▸ **Aim of the exercise**
Render each of the following rows as a JSON list of strings, one string per line, with blank lines and pictures omitted.

--- BEGIN Exercise inputs ---

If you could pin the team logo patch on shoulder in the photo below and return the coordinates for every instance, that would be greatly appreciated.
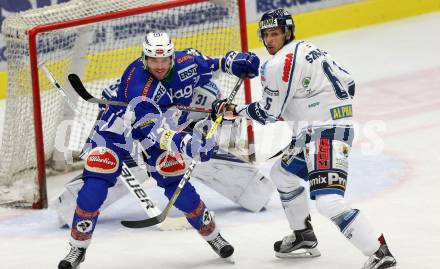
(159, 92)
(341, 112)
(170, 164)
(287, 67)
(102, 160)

--- END Exercise inputs ---

▸ **Written reply**
[
  "If you could pin the team logo patch on shoulder in the photo below and return the coordinates for every instance, that would be greatly appreciated.",
  "(159, 92)",
  "(341, 112)",
  "(170, 164)",
  "(287, 67)",
  "(102, 160)"
]